Basic Terms and Vocabulary

Reading time: 7 minute(s)
Trading the markets can seem extremely daunting and complicated when you first start out. With a large amount of information easily accessible online, as well as ever-increasing ways to interpret charts, data and fast-moving markets, it’s easy to feel overwhelmed or succumb to the fear of the unknown.

One of the best things to keep in mind then is simplicity. Let’s begin step by step with simple terms and definitions that will be used in your trading journey.

From this article you’ll learn:

  • What leverage is and why it’s crucial in trading CFDs
  • What stop loss and take profit orders are and how you could use them
  • What the difference is between ask price and bid price

Trading the markets can seem extremely daunting and complicated when you first start out. With a large amount of information easily accessible online, as well as ever-increasing ways to interpret charts, data and fast-moving markets, it’s easy to be overwhelmed or succumb to the fear of the unknown. One of the best things to keep in mind then is simplicity. Let’s begin step by step with simple terms and definitions that will be used in your trading journey.

Leverage

Leverage allows you to gain a large exposure to a market for a relatively small initial deposit. Whenever you see a percentage like 5% or 10:1 when referring to initial deposit, this is the amount of leverage available on this market.

Let’s explain by comparing with traditional investing. For example, if you wanted to purchase 10,000 shares of Barclays and its share price is 280p, your total investment costs £28,000 - not including the commission or other fees your broker would charge for the transaction.

With CFD trading however, you only need a small percentage of the total trade value to open the position and maintain the same level of exposure. Please remember that when trading CFDs you won’t actually own the underlying asset. Let’s suppose that XTB gives you 10:1 (or 10%) leverage on Barclays shares, so you would only need to deposit an initial £2,800 to trade the same amount.

If Barclays shares rise 10% to 308p, the value of the position is now £30,800. So with an initial deposit of just £2,800, this CFD trade has made a profit of £2,800. That’s a 100% return on your investment, compared to just a 10% return if the shares were bought physically.

* SET PROBLEM A: In the entries, starting at the line that contains "frost on grass." and ending with the last entry, change every "Target" to "Label" and keep everything else the same. Leave the pictures out of your answer.
The entries that come next are unrelated to the article on basic trading terms.

(Pointing dataset entries)
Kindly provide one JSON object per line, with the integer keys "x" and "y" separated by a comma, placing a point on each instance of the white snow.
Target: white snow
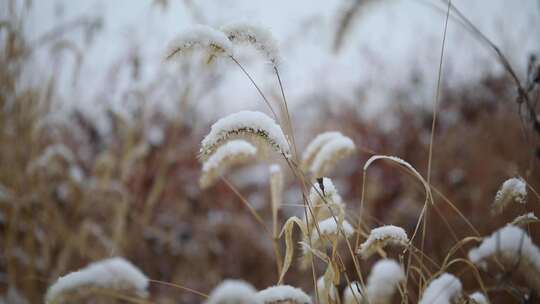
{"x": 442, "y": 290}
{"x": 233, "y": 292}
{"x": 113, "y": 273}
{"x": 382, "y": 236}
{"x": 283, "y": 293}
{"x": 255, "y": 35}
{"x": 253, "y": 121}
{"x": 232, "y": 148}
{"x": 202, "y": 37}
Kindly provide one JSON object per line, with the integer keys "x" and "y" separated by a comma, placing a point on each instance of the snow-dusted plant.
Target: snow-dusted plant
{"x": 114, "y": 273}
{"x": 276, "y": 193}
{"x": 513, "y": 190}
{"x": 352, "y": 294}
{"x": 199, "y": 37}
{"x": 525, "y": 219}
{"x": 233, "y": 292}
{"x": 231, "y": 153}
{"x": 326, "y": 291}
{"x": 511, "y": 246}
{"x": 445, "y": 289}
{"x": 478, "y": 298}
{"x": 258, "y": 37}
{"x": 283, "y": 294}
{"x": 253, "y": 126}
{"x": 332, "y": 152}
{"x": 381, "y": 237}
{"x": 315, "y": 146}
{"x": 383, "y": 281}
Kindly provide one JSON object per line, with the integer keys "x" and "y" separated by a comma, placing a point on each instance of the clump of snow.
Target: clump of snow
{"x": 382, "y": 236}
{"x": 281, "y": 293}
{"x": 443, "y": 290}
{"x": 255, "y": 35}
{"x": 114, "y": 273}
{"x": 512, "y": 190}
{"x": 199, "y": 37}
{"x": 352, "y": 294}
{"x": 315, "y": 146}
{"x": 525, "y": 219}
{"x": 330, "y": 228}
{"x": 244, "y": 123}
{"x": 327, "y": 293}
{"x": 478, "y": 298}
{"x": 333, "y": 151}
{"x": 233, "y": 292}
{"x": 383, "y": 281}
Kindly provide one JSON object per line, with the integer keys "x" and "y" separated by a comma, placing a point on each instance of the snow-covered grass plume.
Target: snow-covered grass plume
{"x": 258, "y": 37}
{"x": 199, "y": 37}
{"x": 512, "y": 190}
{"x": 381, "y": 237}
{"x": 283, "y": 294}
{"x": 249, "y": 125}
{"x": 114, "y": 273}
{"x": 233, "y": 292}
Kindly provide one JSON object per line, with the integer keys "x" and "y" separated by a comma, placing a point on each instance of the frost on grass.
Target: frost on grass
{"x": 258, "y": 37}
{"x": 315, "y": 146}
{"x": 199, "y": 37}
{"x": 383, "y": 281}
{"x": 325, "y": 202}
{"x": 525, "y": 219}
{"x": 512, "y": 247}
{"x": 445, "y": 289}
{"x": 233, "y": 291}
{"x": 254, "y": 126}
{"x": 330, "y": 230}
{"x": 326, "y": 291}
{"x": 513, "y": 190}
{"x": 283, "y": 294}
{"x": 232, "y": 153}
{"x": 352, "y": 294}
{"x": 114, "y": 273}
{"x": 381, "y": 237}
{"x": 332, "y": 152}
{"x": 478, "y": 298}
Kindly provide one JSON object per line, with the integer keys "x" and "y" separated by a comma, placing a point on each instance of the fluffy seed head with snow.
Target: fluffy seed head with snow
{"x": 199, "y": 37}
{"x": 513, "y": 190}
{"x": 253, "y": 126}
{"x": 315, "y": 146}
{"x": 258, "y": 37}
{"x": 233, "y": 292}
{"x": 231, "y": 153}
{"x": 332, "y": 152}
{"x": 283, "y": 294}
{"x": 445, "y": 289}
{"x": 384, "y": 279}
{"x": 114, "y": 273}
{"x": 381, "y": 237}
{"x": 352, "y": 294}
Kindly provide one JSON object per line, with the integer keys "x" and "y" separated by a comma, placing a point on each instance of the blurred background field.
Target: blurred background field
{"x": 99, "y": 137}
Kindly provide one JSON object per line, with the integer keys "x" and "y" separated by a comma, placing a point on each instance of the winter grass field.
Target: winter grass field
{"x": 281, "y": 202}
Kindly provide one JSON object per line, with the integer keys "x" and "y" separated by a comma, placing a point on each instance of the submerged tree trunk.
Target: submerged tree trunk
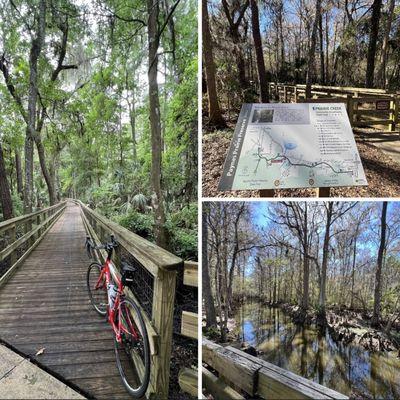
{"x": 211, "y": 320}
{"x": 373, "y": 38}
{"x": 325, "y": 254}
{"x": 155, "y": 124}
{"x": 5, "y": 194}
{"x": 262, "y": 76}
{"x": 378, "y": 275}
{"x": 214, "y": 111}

* SET PROBLEM B: Reproduce the whole article on basic trading terms word for word.

* WORKED ANSWER A:
Kindly provide one JSON object per line, with the integer keys "x" and "y" separated by a comma, placing a point on each instance of the frost on grass.
Label: frost on grass
{"x": 258, "y": 37}
{"x": 315, "y": 146}
{"x": 199, "y": 37}
{"x": 383, "y": 281}
{"x": 325, "y": 202}
{"x": 525, "y": 219}
{"x": 512, "y": 247}
{"x": 445, "y": 289}
{"x": 233, "y": 291}
{"x": 254, "y": 126}
{"x": 330, "y": 230}
{"x": 326, "y": 291}
{"x": 513, "y": 190}
{"x": 283, "y": 294}
{"x": 232, "y": 153}
{"x": 352, "y": 294}
{"x": 114, "y": 273}
{"x": 381, "y": 237}
{"x": 332, "y": 152}
{"x": 478, "y": 298}
Kindly provide one JSON object per line, with the integer keys "x" and "y" separated by a comma, placing a point on each instance of the fluffy seed head with snow.
Label: fluffy seed head with snow
{"x": 199, "y": 37}
{"x": 513, "y": 190}
{"x": 253, "y": 126}
{"x": 315, "y": 146}
{"x": 258, "y": 37}
{"x": 233, "y": 292}
{"x": 231, "y": 153}
{"x": 332, "y": 152}
{"x": 283, "y": 294}
{"x": 445, "y": 289}
{"x": 384, "y": 279}
{"x": 114, "y": 273}
{"x": 381, "y": 237}
{"x": 352, "y": 294}
Kindly provide one JSON object per line, with the integer keys "x" and "y" separated by a comma, placing a point on each instance of the blurred background field.
Label: blurred background field
{"x": 99, "y": 137}
Kindly provide one JSON object per line, with the integer keys "x" and "y" separated by a comma, placing a point on each instance of the winter grass field.
Label: winter grass field
{"x": 281, "y": 202}
Kindly provide one JSON object per line, with the integer keys "x" and "y" separated by a comma, placing a point on each instance of the submerged tree trunk.
Label: submerged tree trunk
{"x": 211, "y": 320}
{"x": 373, "y": 38}
{"x": 325, "y": 254}
{"x": 155, "y": 124}
{"x": 5, "y": 194}
{"x": 262, "y": 76}
{"x": 378, "y": 275}
{"x": 214, "y": 111}

* WORKED ANSWER B:
Basic Terms and Vocabulary

Reading time: 7 minute(s)
Trading the markets can seem extremely daunting and complicated when you first start out. With a large amount of information easily accessible online, as well as ever-increasing ways to interpret charts, data and fast-moving markets, it’s easy to feel overwhelmed or succumb to the fear of the unknown.

One of the best things to keep in mind then is simplicity. Let’s begin step by step with simple terms and definitions that will be used in your trading journey.

From this article you’ll learn:

  • What leverage is and why it’s crucial in trading CFDs
  • What stop loss and take profit orders are and how you could use them
  • What the difference is between ask price and bid price

Trading the markets can seem extremely daunting and complicated when you first start out. With a large amount of information easily accessible online, as well as ever-increasing ways to interpret charts, data and fast-moving markets, it’s easy to be overwhelmed or succumb to the fear of the unknown. One of the best things to keep in mind then is simplicity. Let’s begin step by step with simple terms and definitions that will be used in your trading journey.

Leverage

Leverage allows you to gain a large exposure to a market for a relatively small initial deposit. Whenever you see a percentage like 5% or 10:1 when referring to initial deposit, this is the amount of leverage available on this market.

Let’s explain by comparing with traditional investing. For example, if you wanted to purchase 10,000 shares of Barclays and its share price is 280p, your total investment costs £28,000 - not including the commission or other fees your broker would charge for the transaction.

With CFD trading however, you only need a small percentage of the total trade value to open the position and maintain the same level of exposure. Please remember that when trading CFDs you won’t actually own the underlying asset. Let’s suppose that XTB gives you 10:1 (or 10%) leverage on Barclays shares, so you would only need to deposit an initial £2,800 to trade the same amount.

If Barclays shares rise 10% to 308p, the value of the position is now £30,800. So with an initial deposit of just £2,800, this CFD trade has made a profit of £2,800. That’s a 100% return on your investment, compared to just a 10% return if the shares were bought physically.